Position annotation records
— begin —
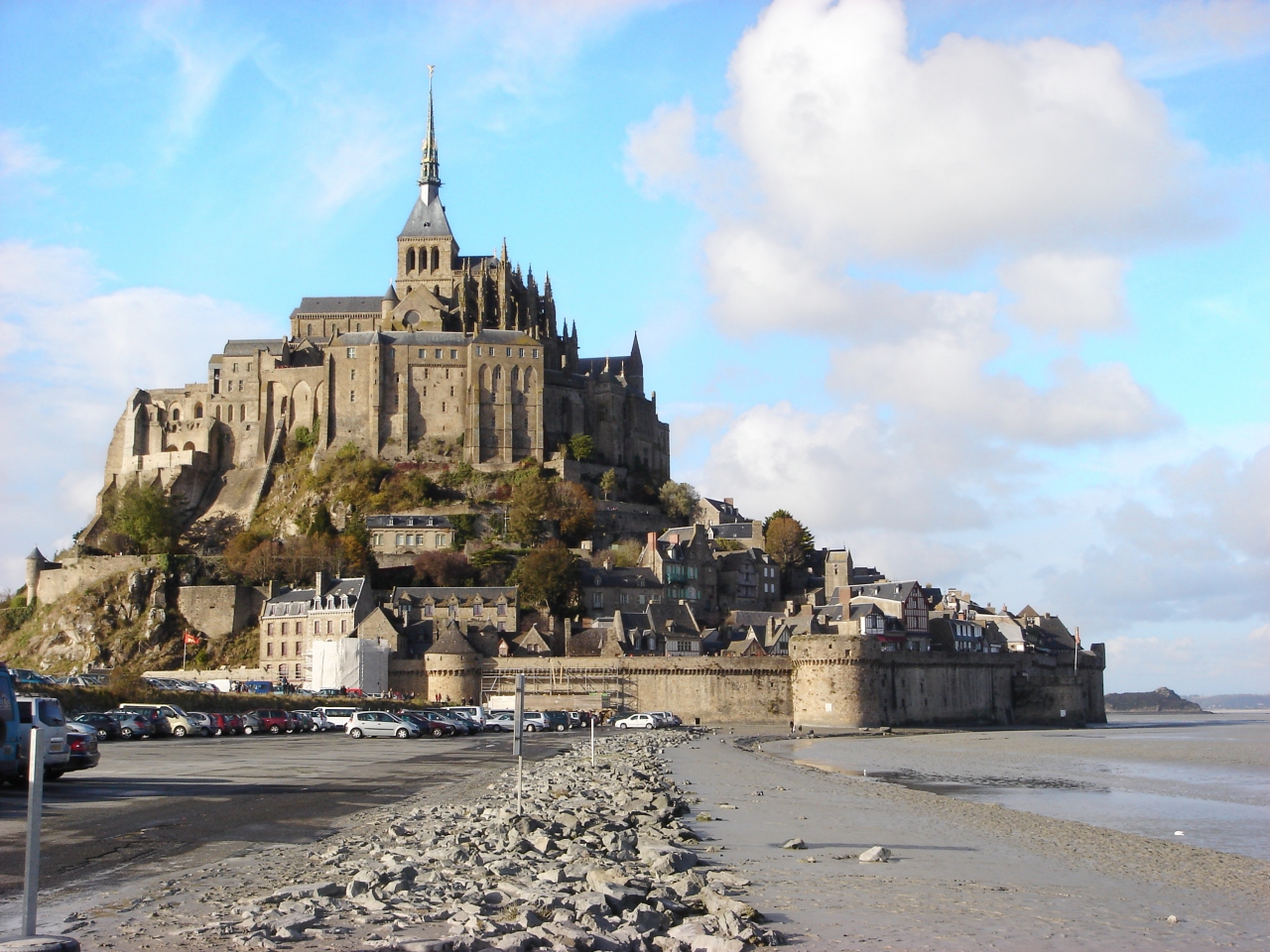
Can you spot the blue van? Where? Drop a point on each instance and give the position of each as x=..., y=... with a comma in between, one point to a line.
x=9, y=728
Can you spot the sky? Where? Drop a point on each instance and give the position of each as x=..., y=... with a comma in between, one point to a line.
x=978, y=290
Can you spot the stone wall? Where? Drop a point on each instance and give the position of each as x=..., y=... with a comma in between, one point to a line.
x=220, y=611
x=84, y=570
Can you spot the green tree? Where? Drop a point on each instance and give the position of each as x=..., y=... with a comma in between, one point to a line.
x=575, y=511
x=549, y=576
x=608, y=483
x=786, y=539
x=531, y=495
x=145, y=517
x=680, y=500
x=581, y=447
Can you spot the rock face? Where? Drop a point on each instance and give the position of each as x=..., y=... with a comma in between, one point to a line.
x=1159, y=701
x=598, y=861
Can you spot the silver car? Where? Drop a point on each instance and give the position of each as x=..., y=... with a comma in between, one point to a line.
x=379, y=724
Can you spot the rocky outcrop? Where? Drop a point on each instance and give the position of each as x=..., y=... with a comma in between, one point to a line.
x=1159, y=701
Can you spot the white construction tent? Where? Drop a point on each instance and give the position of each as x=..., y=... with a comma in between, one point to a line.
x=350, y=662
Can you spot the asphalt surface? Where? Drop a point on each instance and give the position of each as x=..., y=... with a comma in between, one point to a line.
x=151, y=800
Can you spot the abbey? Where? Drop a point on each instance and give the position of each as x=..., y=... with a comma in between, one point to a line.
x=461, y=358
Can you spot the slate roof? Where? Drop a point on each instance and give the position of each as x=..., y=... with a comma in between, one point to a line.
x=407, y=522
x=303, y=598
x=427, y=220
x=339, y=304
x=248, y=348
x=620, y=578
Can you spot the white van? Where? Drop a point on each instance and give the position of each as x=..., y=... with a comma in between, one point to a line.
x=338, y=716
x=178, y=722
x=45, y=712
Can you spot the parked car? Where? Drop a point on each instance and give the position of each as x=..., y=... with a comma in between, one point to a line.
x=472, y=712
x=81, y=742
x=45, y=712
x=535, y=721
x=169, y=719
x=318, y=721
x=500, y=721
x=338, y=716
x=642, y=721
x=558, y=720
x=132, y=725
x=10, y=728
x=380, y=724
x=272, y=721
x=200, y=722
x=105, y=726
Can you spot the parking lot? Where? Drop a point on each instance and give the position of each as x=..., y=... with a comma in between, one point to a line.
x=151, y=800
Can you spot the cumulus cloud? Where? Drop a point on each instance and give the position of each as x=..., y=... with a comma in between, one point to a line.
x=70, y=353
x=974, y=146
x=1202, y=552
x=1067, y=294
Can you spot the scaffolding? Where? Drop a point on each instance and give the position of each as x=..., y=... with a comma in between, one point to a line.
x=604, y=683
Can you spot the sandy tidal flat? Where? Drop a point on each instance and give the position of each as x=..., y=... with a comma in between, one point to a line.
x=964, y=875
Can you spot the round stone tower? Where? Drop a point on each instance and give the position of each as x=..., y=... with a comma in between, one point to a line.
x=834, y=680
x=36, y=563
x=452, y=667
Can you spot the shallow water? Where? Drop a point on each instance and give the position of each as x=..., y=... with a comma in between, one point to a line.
— end —
- _What this task involves_: Can you reproduce all of the items above word for word, omitting the pictures from your answer?

- _Solution for this exercise_:
Can you spot the blue van? Where? Drop a point on each instance and give the position of each as x=..., y=... with a comma in between, one point to a line.
x=9, y=728
Can you spot the sky? Where? Drop a point on each instance and give the position of each as x=..., y=... with a comma in between, one point to a line.
x=978, y=290
Can you spot the stone wall? Where? Drop a point on each instance and give the position of each as x=..., y=... with a comma in between, one point to a line.
x=220, y=611
x=84, y=570
Can you spot the green tree? Where? Drop a point on each instance and give the position of each as x=..., y=... with a comma in between, one point to a line.
x=575, y=511
x=549, y=576
x=608, y=483
x=786, y=539
x=531, y=495
x=145, y=517
x=680, y=500
x=581, y=447
Can you spot the rock face? Where? Drop a point on each instance and give the position of each as x=..., y=... with a comma in between, one point to a line.
x=1159, y=701
x=598, y=861
Can you spot the silver car? Where? Drop a point on each instance and give the position of each as x=..., y=... with a comma in between, one point to a line.
x=379, y=724
Can you spot the rocky outcrop? Where? Drop a point on each instance and give the position of each as x=..., y=... with a comma in between, one point to a line.
x=1159, y=701
Can you spot the white construction tent? Where? Drop a point on each instance and give the position of each as x=..., y=... with a comma in between, one point to a line.
x=350, y=662
Can you spot the asphalt surface? Where? Drop a point on each instance and give the position of each as x=..., y=... with a comma in between, one point to a line.
x=151, y=800
Can you spot the abbey? Where? Drop a point on each instance and give the position of each as x=..., y=... with a comma in between, one point to a line.
x=461, y=358
Can you spot the slate roof? Where? Drop a point on each instance and give the position of each as x=..., y=... with a comma in between, one point to a line.
x=407, y=522
x=303, y=598
x=427, y=220
x=339, y=304
x=248, y=348
x=620, y=578
Can you spot the white van? Where? Drop a point on each instance and give the position of each as x=..., y=... with a comma in between, one point to a line.
x=338, y=716
x=178, y=722
x=45, y=712
Can you spot the parked car? Where? Drop a point on each instance and give the position of each as x=..., y=... with a comma in between, one point to a line.
x=472, y=712
x=81, y=742
x=45, y=712
x=535, y=721
x=169, y=719
x=318, y=721
x=500, y=721
x=338, y=716
x=642, y=721
x=558, y=720
x=132, y=725
x=10, y=728
x=380, y=724
x=272, y=721
x=200, y=722
x=105, y=726
Can you spot the parking lot? Where? Drop a point on each instance and give the position of each as x=..., y=... with a comma in between, one point to a line.
x=151, y=800
Can you spot the cumulus cloud? Where? Drop a point on each instance and give the position of each as x=..., y=... with a comma in between, one point to a line.
x=70, y=353
x=974, y=146
x=1202, y=552
x=1067, y=294
Can you spot the scaffolding? Where? Drop a point on each instance and give the position of each as x=..., y=... with a comma in between, one point to a line.
x=604, y=683
Can you spot the sandy tidal flat? Where? Drop a point on each instance and give the position of each as x=..., y=... with a comma in between, one point to a line.
x=964, y=875
Can you spot the round stone tower? Where? Drop a point on each instance and give the position of each as x=..., y=... with a comma in between, one point to a line.
x=834, y=680
x=36, y=563
x=452, y=667
Can you spot the shallow water? Where? Drop a point on each instance and give the position of each as x=..., y=... with a comma in between, one point to a line.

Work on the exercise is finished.